(TRECHO DO TEXTO):
+ + + + +

Mulheres negras nos espaços de liderança: o racismo que ninguém quer ver

Por Viviana Santiago para o Palavra de Preta

“Macaca fedorenta, volta pra senzala, seu lugar não é ai”, essas palavras de ódio fora enviadas anonimamente há alguns anos atrás a uma mulher negra brasileira , na época ocupando um cargo de superintendência num governo municipal;

‘Na sociedade machista mulheres enfrentarão toda a sorte de barreiras para exercerem o poder, numa sociedade machista e racista mulheres negras serão fortemente impedidas: humilhadas,ridicularizadas, violentadas ao tentar fazê-lo.

A discussão acerca do empoderamento de mulheres não pode se furtar a uma análise interseccional, que possibilitará o reconhecimento de que numa sociedade racista , mulheres negras enfrentarão dificuldades inomináveis somente pelo fato de serem negras.

O Brasil é um país racista, com longo período de escravidão, um processo abolicionista perverso que se constituiu na verdade de descarte de mão de obra e não elevou a população negra ao status de cidadania. com severas dificuldades de reconhecer os impactos do racismo , mascara a perversidade da escravidão no mito da democracia racial,  mas na prática “demoniza” os saberes tradicionais e invisibiliza a contribuição africana para a construção do país.

Na população os efeitos são de um racismo que se pensa velado, mas que explicitamente impõe uma subcidadania e existência como regra para a população negra; precisamos ser realistas e admitir  que embora quase ninguém nesse país se reconheça racista, a maioria fica muito feliz quando o bebê que chega é clarinho, quando o genro ou a nora não tem a pele escura e quando se pode falar livremente pro filho tomar banho porque tá com cheiro de nêgo. Dificilmente reconhecemos a capacidade produtiva de pessoas negras, e para sermos francas a maioria espera que aquela moça negra na sala de reunião, seja a tia do café

O últimos anos foram pródigos em exemplos de como a sociedade racista trata as mulheres negras em espaços de liderança e poder. Ouvimos as duras vivências de mulheres negras ministras, senadoras, deputadas, secretárias políticas, se analisarmos os estudos acerca de racismo institucional, veremos que não importa o posto de trabalho: mulheres negras enfrentaram e enfrentarão uma violenta resistência à sua presença em espaços de liderança, por serem mulheres e principalmente por sere negras.

Quando vamos começar a falar sobre isso?

Pensar um mundo melhor para as mulheres,  não será possível sem pensarmos no Brasil racista na questão racial, mulheres negras, mulheres indígenas, mulheres ciganas, todas nós somos cotidianamente violentadas e o lugar da liderança não aceita e se debate contra a nossa presença.

As mulheres negras em espaços e cargos de liderança nos governos escutam ameaças, são ridicularizadas e explicitamente afrontadas por serem negras;  companheiras dos setores privados têm diariamente suas idéias roubadas, sua presença invisibilizada e transformada em algo desnecessário, seu saber é colocado no lugar-comum superfçuo e descrtado, e isso por serem negras. E como sabemos que a questão racial é o que está pesando?

+ + + + +

(SUA TAREFA): Transcreva, sem mudar nada, a parte do texto acima sobre mulheres negras em cargos de liderança que começa com as palavras "Quando vamos começar" e termina em "que está pesando?".

(MATERIAL REUNIDO):
+ + + + +

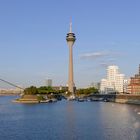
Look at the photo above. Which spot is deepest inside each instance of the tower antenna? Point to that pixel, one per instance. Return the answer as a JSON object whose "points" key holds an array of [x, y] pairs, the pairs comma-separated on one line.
{"points": [[70, 25]]}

+ + + + +

(RESPOSTA):
Quando vamos começar a falar sobre isso?

Pensar um mundo melhor para as mulheres,  não será possível sem pensarmos no Brasil racista na questão racial, mulheres negras, mulheres indígenas, mulheres ciganas, todas nós somos cotidianamente violentadas e o lugar da liderança não aceita e se debate contra a nossa presença.

As mulheres negras em espaços e cargos de liderança nos governos escutam ameaças, são ridicularizadas e explicitamente afrontadas por serem negras;  companheiras dos setores privados têm diariamente suas idéias roubadas, sua presença invisibilizada e transformada em algo desnecessário, seu saber é colocado no lugar-comum superfçuo e descrtado, e isso por serem negras. E como sabemos que a questão racial é o que está pesando?